* **DIRECTIONS**
Extract, from the records beneath this instruction, each line that contains the word "below".

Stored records
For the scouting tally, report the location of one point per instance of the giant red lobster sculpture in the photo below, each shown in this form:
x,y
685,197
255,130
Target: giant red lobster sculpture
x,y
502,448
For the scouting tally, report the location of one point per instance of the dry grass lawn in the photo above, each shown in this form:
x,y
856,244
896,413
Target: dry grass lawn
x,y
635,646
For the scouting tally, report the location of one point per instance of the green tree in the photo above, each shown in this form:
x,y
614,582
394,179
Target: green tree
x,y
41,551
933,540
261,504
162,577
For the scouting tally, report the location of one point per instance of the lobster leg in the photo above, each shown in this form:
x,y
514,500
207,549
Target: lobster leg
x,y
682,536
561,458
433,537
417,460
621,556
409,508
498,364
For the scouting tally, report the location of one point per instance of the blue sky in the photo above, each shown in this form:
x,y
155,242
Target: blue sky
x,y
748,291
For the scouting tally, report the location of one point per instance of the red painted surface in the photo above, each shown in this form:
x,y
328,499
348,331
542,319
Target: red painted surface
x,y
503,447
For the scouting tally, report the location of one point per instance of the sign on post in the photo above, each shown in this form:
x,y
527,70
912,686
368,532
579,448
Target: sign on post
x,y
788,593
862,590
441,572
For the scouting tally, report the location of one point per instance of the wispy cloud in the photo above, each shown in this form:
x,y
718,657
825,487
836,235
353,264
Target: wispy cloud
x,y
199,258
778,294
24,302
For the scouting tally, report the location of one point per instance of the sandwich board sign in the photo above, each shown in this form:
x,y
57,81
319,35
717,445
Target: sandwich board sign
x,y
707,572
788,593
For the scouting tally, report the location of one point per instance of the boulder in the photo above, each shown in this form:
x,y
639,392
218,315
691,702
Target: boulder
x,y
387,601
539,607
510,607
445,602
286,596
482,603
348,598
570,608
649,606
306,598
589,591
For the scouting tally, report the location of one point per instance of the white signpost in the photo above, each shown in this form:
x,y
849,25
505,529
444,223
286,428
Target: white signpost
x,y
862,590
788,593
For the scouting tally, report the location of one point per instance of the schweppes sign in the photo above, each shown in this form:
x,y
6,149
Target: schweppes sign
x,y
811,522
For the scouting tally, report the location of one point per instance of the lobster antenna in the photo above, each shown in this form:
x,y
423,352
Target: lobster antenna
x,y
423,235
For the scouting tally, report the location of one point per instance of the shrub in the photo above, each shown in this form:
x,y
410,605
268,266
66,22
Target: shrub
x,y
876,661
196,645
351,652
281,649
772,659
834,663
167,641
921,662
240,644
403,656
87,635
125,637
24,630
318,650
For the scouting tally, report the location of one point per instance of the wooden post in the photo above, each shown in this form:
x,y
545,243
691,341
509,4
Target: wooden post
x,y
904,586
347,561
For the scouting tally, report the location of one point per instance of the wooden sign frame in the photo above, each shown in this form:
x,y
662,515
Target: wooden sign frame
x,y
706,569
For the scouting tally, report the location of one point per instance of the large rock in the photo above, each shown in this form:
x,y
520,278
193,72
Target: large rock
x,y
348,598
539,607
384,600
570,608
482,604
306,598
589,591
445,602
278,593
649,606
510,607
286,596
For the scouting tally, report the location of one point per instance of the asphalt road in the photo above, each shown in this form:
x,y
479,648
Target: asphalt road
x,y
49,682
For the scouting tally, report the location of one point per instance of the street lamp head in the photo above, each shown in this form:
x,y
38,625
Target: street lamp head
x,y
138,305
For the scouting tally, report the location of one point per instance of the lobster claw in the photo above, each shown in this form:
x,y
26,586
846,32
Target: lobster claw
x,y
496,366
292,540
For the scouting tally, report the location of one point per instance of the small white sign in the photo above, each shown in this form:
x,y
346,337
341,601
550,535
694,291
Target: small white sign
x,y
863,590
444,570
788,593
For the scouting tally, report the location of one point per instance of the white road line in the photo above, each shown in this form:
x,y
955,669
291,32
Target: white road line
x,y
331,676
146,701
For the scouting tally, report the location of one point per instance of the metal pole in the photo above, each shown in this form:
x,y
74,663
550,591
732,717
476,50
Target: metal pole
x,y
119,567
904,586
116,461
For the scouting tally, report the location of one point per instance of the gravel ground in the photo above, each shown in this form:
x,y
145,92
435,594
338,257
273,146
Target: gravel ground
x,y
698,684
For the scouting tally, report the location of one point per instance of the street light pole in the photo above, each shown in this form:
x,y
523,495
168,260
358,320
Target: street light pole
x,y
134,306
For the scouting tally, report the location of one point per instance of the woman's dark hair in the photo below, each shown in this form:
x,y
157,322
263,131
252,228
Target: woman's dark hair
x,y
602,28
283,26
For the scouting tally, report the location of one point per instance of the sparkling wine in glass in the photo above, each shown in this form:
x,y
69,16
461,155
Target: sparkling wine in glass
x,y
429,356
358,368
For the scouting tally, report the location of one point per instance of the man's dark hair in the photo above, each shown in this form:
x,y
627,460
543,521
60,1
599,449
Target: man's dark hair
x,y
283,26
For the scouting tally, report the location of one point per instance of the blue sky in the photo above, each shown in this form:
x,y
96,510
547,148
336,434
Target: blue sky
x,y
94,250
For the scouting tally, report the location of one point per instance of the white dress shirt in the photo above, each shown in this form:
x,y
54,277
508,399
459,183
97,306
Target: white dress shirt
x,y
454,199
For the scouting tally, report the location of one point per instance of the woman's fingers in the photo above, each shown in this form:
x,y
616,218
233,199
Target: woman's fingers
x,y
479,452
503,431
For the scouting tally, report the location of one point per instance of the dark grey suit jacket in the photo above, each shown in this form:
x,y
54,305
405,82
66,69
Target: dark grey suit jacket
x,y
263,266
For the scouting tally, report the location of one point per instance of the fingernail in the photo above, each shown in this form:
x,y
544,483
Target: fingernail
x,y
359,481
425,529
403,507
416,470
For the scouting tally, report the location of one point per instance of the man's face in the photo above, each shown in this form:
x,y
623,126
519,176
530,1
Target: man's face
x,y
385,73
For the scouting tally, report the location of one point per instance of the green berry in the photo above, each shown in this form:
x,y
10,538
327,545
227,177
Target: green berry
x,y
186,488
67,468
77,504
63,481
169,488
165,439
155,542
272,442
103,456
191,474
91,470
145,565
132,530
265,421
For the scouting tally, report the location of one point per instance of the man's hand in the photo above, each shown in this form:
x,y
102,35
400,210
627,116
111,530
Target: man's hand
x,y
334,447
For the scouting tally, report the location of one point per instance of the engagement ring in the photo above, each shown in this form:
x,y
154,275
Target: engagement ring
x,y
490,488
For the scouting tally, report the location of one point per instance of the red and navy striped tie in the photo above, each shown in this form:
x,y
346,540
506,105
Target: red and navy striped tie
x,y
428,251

* **TASK OUTPUT**
For the scouting tally, report the location of one point per instance of the giant red lobster sculpture in the photo below, each shown in this form:
For the scouting tally, report the location of one point per instance of the woman's dark hair in the photo below, each shown in this form:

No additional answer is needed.